── QUOTED PASSAGE

Y Seren Goch

Socialist Republican Media For A Socialist Republic Wales


On Burning Homes

For the past few nights we have seen violence in the streets of Belfast for the third successive summer. Houses suspected of being HMOs (Houses in Multiple Occupation) housing migrants were torched, sometimes with families still inside. Cars were lit on fire. Streets were blocked and racist gangs violently attacked people of colour across the city. ‘Protests’ were also held in Glasgow, Edinburgh, Ayr and Aberdeen, with Glasgow in particular mimicking the violence of Belfast.

This campaign of violence was called by various far-right groups as a retaliatory action following a knife attack in Belfast. Rioting has, of course, done nothing to actually help or protect the victim of that attack. What it has done is endanger more people, particularly the city’s racial minority communities. All public transport was suspended in the city. On Tuesday night, the fire service was called to 62 incidents across the North of Ireland.

Let us be clear about what these riots are: They are pogroms. Gangs of masked racists have been going door to door searching for “foreigners” to victimise, and destroying the homes of non-white families. They are deplorable and they must be firmly rejected by anyone with principles.

The purpose of these riots is to create an atmosphere within which non-white people are terrified. To create an atmosphere of terror which forces non-white people to hide or to flee their homes. 

The purpose of this violence is to create a Hostile Environment. It is an ongoing attempt to expel all racial minority communities from Belfast.

And, importantly, the violence has not ended.

There are ongoing calls to action for continuing this movement throughout the UK. These calls have not come from a vacuum. There is a clear political trajectory that we can trace that leads to the current political moment.

There is, of course, the ongoing demonisation of migrants – that catch all term within which all manner of disparate groups are contained by the general media. There is the legitimisation of this by the political establishment. The Tories have tried to chase a base that has shifted rightwards and gone heavy on the kind of rhetoric used by Reform UK and UKIP before them. Labour, too, has enabled this, chasing the same voters and abandoning the left, with Starmer not only quoting Enoch Powell in a speech but also proudly publishing videos of immigration raids, and enacting ever more punitive measures on pro-Palestine activists. The purpose of this rightward shift, as pertains to immigration, has been clear. It is, to use a phrase coined by then Home Secretary Theresa May, a system which continues to attempt to create a Hostile Environment.

The hostile environment of the political establishment is a clean one, masked in euphemism and disguise. Here, in Belfast, the hostile environment is unmasked, with the violence plain to see.

On Neofascism

Allow me to preface the next section with a slight aside. There is some hesitation when labelling contemporary political movements as ‘fascist’. This hesitation can be good; it can be part of a healthy scepticism that comes when understanding what a term as loaded as ‘fascism’ means. This hesitation can also be blinding.

It is often blinding.

In liberal historiography, fascism died in 1945. It died with Mussolini upside down on petrol station rafters and Hitler alone on the cold concrete floor of a surrounded bunker. This is comforting. This is wrong.

────
── ENTRIES SHOWN

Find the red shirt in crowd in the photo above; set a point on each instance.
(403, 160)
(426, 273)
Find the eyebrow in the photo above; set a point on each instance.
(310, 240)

────

_TO DO_
1/ Answer these from the article on the Belfast riots:
(a) To how many incidents was the fire service called on Tuesday night?
(b) Which Home Secretary coined the phrase "Hostile Environment"?
(c) In liberal historiography, in what year did fascism die?
2/ Please copy everything in the article on the Belfast riots from "Y Seren Goch" down to "violence of Belfast.".
3/ Write what comes next in the article on the Belfast riots, picking up after its final sentence.

_OUTPUTS FOR THE TASKS_
1/
(a) 62
(b) Theresa May
(c) 1945

2/
Y Seren Goch

Socialist Republican Media For A Socialist Republic Wales


On Burning Homes

For the past few nights we have seen violence in the streets of Belfast for the third successive summer. Houses suspected of being HMOs (Houses in Multiple Occupation) housing migrants were torched, sometimes with families still inside. Cars were lit on fire. Streets were blocked and racist gangs violently attacked people of colour across the city. ‘Protests’ were also held in Glasgow, Edinburgh, Ayr and Aberdeen, with Glasgow in particular mimicking the violence of Belfast.

3/
Fascism continued to exist. Hundreds of thousands of Nazis who perpetrated genocide walked free. Fascist regimes continued in Spain, and fascist movements continued to pop up around the world throughout the 20th and into the 21st centuries.

What is often pointed to by opponents of labelling contemporary far-right movements as ‘fascist’ is that they lack some of the aspects of the fascism of the first half of the 20th Century. Most notably, they lack the emphasis on a structured and organised militarism. There is no real modern equivalent to the Brownshirts or the Blackshirts, at least in terms of structure. What is also noted is that none but the most fringe of far-right groups actually call themselves fascists openly (although this does change somewhat when offered the anonymity of the internet). But to deny the use of the word ‘fascist’ based on looking for exact replicas is to go hunting for ghosts. Liberals of the modern world do not replicate the liberalism of the 19th Century. Socialists, too, do not replicate the socialism of the 1910s. Why do we expect this of fascists?

One of the most notable scholars of fascism, Robert Paxton, wrote

‘We need not look for exact replicas, in which fascist veterans dust off their swastikas … Much more likely to exert an influence are extreme Right movements that have learned to moderate their language, abandon classical fascist symbolism, and appear “normal.”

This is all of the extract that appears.